Stored records:
===

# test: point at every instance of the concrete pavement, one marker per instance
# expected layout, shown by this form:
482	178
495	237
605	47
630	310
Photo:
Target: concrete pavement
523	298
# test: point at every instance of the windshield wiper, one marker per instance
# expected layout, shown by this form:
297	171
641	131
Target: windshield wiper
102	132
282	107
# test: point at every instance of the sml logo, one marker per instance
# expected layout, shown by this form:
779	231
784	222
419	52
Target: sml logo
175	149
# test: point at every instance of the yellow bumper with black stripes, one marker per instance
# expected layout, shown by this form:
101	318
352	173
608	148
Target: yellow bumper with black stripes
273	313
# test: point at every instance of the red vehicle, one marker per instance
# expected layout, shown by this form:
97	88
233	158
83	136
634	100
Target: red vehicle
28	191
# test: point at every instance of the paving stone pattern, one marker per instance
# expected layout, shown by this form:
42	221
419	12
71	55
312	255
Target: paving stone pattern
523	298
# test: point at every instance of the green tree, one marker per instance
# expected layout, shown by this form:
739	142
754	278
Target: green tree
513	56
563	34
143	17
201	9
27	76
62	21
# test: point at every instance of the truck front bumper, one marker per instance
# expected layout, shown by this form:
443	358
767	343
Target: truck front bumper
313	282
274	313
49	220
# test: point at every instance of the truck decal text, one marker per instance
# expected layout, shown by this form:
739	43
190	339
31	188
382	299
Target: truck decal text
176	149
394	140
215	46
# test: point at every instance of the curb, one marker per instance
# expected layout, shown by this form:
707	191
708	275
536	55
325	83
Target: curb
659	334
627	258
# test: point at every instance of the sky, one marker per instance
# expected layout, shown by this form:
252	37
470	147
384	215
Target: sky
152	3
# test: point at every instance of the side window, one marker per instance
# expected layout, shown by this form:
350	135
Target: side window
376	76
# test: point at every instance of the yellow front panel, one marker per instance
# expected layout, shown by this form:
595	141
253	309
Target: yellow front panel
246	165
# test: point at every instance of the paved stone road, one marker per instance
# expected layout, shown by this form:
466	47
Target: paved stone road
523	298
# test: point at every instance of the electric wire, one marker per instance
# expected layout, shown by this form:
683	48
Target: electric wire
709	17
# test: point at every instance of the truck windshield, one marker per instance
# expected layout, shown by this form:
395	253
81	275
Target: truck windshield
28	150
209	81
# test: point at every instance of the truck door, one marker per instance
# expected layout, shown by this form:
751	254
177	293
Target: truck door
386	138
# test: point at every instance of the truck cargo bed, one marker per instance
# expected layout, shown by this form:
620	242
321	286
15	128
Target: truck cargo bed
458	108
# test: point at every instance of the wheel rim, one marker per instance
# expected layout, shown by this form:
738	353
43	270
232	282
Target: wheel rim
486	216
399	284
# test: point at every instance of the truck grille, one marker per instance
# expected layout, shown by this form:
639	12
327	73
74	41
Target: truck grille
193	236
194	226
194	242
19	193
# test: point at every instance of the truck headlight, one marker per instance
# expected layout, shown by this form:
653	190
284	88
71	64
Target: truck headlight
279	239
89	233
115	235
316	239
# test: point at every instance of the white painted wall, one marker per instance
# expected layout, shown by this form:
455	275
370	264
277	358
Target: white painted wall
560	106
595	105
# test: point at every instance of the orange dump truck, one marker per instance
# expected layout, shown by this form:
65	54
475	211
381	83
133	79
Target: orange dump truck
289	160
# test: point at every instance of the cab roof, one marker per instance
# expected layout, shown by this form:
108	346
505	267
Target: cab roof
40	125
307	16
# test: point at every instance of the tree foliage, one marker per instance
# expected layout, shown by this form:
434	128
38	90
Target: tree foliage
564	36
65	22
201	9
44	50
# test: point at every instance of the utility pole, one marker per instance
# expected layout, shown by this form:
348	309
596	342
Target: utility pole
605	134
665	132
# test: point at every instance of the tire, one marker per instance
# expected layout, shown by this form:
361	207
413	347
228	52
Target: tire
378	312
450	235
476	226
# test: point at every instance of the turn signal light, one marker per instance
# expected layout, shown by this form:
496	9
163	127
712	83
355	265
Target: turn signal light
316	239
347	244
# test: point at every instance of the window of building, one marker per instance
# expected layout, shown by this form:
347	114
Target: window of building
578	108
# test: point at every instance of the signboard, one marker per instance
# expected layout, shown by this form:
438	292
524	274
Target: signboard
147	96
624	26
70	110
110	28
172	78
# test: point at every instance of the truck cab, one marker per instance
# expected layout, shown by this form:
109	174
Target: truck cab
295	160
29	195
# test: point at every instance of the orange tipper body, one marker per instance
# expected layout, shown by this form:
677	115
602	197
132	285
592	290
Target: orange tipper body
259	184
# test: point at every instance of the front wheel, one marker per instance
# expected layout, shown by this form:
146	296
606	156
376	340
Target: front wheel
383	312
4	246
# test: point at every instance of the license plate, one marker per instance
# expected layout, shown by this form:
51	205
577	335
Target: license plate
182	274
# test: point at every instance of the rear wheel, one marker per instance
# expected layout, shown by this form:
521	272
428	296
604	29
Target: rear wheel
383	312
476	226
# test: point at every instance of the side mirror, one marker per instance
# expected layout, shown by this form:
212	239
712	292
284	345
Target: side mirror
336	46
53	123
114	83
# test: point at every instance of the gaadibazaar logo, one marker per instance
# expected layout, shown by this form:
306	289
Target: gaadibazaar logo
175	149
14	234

===

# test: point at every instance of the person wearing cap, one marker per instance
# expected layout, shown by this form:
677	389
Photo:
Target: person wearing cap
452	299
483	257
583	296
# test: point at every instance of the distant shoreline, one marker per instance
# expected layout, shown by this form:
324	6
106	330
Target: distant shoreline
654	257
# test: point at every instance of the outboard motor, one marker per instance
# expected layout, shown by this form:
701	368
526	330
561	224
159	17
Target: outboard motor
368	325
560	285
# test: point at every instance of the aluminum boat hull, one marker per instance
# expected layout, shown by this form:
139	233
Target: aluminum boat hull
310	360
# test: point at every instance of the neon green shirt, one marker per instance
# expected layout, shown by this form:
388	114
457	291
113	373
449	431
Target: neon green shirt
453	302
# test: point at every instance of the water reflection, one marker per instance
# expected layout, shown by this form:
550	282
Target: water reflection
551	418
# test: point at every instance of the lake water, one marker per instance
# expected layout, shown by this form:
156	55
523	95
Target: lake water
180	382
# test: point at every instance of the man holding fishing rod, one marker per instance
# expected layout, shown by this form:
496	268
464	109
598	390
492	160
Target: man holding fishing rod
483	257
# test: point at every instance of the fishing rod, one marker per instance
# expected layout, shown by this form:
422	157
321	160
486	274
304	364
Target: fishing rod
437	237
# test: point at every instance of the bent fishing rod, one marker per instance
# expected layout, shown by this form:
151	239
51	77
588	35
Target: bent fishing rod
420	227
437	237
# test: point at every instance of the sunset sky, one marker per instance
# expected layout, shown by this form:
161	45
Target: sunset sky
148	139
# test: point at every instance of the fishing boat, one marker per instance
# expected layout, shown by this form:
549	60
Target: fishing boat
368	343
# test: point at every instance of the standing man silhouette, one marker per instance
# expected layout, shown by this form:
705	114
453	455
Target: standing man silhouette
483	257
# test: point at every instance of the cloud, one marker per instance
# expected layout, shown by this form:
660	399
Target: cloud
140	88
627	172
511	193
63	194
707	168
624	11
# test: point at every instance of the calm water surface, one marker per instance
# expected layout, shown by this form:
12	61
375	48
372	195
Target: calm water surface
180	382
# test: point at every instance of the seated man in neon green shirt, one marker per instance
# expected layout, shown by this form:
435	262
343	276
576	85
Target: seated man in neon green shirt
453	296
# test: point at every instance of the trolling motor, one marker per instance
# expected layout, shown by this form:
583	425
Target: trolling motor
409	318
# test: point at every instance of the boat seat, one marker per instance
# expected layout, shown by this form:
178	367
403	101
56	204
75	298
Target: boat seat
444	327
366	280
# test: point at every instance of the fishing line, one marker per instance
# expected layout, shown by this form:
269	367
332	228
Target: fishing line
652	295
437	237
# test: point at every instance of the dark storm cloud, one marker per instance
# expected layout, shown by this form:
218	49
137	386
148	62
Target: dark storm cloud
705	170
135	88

===

Collect every line of the data above that contains the string "shoreline". Treat the match as case-sensitive.

Task response:
# test: point at every instance of the distant shoreline, one marker per instance
Target: distant shoreline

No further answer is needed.